• **OBJECTIVE**
Could you copy every one of the records below word for word, leaving out the pictures?

[Dataset rows showing where objects appear]
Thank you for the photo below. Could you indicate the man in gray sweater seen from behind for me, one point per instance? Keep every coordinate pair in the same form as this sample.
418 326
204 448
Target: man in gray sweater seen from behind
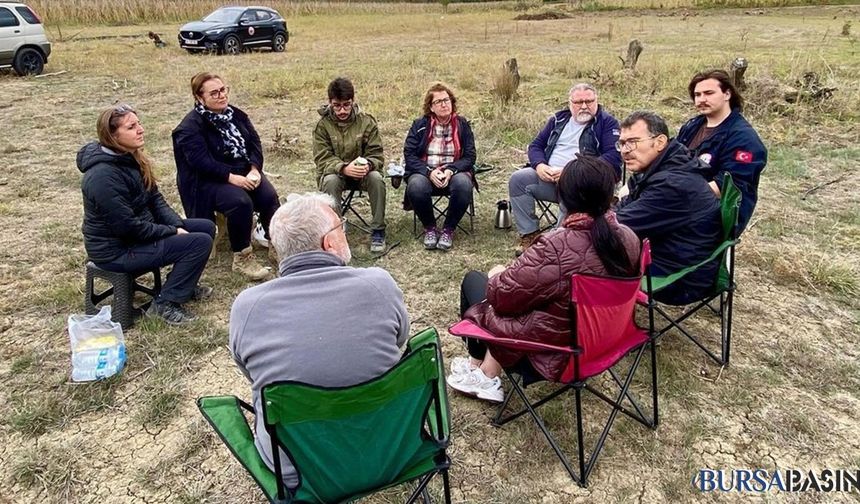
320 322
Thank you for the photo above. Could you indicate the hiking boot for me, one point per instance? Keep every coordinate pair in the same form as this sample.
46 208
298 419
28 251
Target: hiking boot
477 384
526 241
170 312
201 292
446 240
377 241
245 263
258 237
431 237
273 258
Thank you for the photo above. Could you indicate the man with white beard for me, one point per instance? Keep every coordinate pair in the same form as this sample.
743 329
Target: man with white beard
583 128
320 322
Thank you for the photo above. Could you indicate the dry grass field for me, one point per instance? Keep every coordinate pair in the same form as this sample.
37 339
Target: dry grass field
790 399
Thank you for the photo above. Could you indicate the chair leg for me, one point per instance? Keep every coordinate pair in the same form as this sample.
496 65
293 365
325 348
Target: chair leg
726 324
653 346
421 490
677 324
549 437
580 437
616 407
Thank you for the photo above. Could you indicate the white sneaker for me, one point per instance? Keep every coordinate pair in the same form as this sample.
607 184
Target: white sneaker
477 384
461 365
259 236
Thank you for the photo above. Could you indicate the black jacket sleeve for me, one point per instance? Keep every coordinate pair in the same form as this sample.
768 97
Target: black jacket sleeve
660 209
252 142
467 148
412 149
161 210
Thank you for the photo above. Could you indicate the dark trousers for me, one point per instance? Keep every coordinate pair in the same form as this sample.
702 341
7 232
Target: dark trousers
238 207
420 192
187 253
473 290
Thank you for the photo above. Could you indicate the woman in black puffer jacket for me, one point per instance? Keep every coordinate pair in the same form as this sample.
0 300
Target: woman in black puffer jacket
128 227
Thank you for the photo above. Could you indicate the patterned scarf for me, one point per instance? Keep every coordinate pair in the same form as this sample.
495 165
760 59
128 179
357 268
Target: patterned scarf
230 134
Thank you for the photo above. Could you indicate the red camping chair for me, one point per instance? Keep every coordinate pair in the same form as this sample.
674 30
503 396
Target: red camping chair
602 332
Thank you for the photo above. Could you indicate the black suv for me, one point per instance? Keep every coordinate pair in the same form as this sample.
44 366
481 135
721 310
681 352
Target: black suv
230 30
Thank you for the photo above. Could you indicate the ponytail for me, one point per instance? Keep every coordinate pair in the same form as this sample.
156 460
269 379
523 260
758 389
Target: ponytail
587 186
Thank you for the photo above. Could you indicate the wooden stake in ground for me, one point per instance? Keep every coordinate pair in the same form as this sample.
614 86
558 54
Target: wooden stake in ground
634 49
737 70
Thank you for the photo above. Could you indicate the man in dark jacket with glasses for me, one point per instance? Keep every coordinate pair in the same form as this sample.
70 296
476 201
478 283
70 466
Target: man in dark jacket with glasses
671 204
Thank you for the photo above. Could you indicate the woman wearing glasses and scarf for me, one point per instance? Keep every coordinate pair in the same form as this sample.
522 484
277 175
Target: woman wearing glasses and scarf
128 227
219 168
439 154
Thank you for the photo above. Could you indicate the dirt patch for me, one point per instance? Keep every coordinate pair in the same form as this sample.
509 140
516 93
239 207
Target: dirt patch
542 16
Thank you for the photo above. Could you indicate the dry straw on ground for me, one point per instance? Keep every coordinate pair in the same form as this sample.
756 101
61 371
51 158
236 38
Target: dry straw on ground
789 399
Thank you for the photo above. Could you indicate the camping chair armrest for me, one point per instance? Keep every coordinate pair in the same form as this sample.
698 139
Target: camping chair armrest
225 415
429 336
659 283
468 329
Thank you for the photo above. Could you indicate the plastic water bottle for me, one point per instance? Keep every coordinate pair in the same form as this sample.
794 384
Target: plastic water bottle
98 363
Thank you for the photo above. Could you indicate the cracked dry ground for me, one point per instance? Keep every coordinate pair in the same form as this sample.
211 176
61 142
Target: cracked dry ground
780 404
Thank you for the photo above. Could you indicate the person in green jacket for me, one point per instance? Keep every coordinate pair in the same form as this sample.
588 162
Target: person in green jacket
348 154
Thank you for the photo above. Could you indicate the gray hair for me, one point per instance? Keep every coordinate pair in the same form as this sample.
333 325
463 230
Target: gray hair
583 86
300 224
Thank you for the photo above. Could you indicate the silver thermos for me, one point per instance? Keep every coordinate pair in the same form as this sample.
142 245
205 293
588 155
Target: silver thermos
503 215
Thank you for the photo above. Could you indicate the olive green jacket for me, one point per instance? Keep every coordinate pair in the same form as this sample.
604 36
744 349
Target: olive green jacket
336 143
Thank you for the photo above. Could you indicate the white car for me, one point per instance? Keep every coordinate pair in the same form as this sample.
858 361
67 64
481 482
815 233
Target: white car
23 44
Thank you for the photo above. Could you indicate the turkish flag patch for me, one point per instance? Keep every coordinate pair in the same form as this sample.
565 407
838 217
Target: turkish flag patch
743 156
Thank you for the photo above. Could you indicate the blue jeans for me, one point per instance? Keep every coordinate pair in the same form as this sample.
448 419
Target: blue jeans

• **COMPLETE OUTPUT**
Thank you for the photo below. Could you indicate the man in gray sweater seen from behind for me, one point per instance? Keep every coordinate pair in the same form as this sample.
418 326
204 448
Target: man in gray sweater seen from behind
320 322
Thank you for the photo above. Could you indicate the hiking boot for me, one point per instance? Keep every coordinate pair in the same form as this sample.
46 208
298 419
28 251
Target: hiking boot
477 384
526 241
170 312
201 292
446 240
377 241
245 263
258 237
431 237
273 258
Thank you for the photo above. Could you indicate the man with white beard for me, one point per instance? Keep every coordinate pair in the same form as this sample.
743 329
Target: man with white beard
583 128
320 322
Thank you for the photo above. Could you indicate the dry grass field for me, one point per instance? Keep every coordinate pair in the same form as this sample.
37 339
Target: dry grass field
790 399
Thank you for the photo above. Could you indicate the chair leg for me, one point per instance? Keep every coordinate pair in the same form as this sample.
496 65
293 365
325 348
Target: chair leg
726 324
653 346
421 490
677 324
549 437
580 437
616 407
Thank you for the photo above. Could you indicate the white sneaker for me, one point per instance? Keep every coordinate pair in the same form as this sample.
607 184
Target: white sneaker
477 384
461 365
259 236
Thank you for the photo above. Could you indicate the black jacket sleeve for me, one point per instance? Keep every coordinate pair in the same form as this sample.
768 97
Target: black jacket sleeve
660 209
252 142
467 148
412 149
161 210
Thank you for the photo above. Could you indicate the dark trousers for me, one point per instance? Keep every coordinate pair in the same form as this sample.
702 341
7 232
Target: dark trousers
238 207
420 192
187 253
473 290
Thank you for the photo above. Could you indicate the woman in black puffer jacket for me, one point per instance? Keep every coordinate pair in the same form as this sample.
0 300
Target: woman in black puffer jacket
128 227
Thank you for the photo above. Could you indicate the patterned scarf for me, one point per instance? Keep every coordinate pair in the same form as this sample.
495 165
760 59
128 179
357 268
Target: patterned scarf
230 134
Thank you for the photo above. Could you indicate the red camping chair for me, one point per instance? Keep every coordinate pair in the same form as this sample.
674 30
503 396
Target: red camping chair
602 332
Thank you for the photo above. Could you indicate the black suv for me, one point per instance? Keep every coordinate pair in the same form as this sample.
44 366
481 135
721 310
681 352
Target: black suv
230 30
Thank you for the photo above. Could you indicate the ponytail for me, one point per instance? Keep every coordinate pair in the same form as this sample.
156 460
269 379
523 260
758 389
Target: ponytail
587 186
Thank you for the photo above. Could you indicate the wooden stake in ground for me, one point per instance? Keep every coordinate pair in the same form as this sample.
614 86
558 54
Target: wooden stake in ground
634 49
737 70
Thank you for the photo above. Could you indicate the man in dark jacket with glasses for me, one point per instance? Keep every coordinate pair in the same form as this sample.
70 296
476 201
478 283
70 466
Target: man in dark jacket with glasses
671 204
Thank you for the photo above. Could you indicate the woman wearing glasses and scarf for me, one point per instance? Keep every coordinate pair in the same form as this sample.
522 484
277 175
Target: woman wearing glasses and scarf
128 227
219 168
439 154
Thank you for the photo above. Could you indicate the dirt patch for me, one point per instance? Keep every coordinate pair in the same form as this sample.
509 140
516 93
239 207
Target: dirt patch
542 16
Thank you for the photo above. Could you indicate the dry straw on ground for me, one point per instance? Keep every coordinate pair in the same form as this sample.
756 101
61 371
51 158
236 38
Target: dry straw on ground
789 399
Thank you for the photo above. Could you indicate the camping chair armrest for me, one point per instance? Keep every coordinate pair in the same form as this sample.
698 139
Target: camping chair armrest
225 415
429 336
659 283
468 329
Thank you for the photo above. Could you indicate the plastic water bottle for me, one point per instance? Keep every coordinate pair in the same form as this sample.
794 384
Target: plastic water bottle
98 363
Thank you for the photo above. Could you indicate the cracked dry ground for me, one point per instance? Keep every coordinate pair in the same form as this sample.
211 176
61 142
Target: cracked dry ground
780 404
Thank you for the photo above. Could you indicate the person in green jacket for me, one point per instance? Keep every coordinate pair in the same form as this sample.
588 162
Target: person in green jacket
348 154
Thank you for the photo above. Could you indicate the gray hair for me, one point per instance? Keep every coordinate pair in the same form as this sample.
333 325
463 230
Target: gray hair
583 86
300 224
Thank you for the photo above. Could you indicate the silver thermos for me, one point per instance? Keep every coordinate pair in the same form as this sample.
142 245
205 293
588 155
Target: silver thermos
503 215
Thank you for the photo above. Could you indicate the olive green jacket for me, one point per instance? Keep every coordinate pair in the same form as this sample.
604 36
744 349
Target: olive green jacket
336 143
Thank you for the photo above. Could you indicate the white car for me, one point per instance? Keep every coordinate pair in the same form as this sample.
858 361
67 64
481 482
815 233
Target: white car
23 44
Thank you for the photo above. Could you indicate the turkish flag patch for me, one point per instance? Keep every coordinate pair in the same form as this sample.
565 407
838 217
Target: turkish flag patch
743 156
Thank you for the photo above. Could you indicate the blue jeans for me, one point per instance? Keep every coordinate pair in the same form as this sample.
448 419
Target: blue jeans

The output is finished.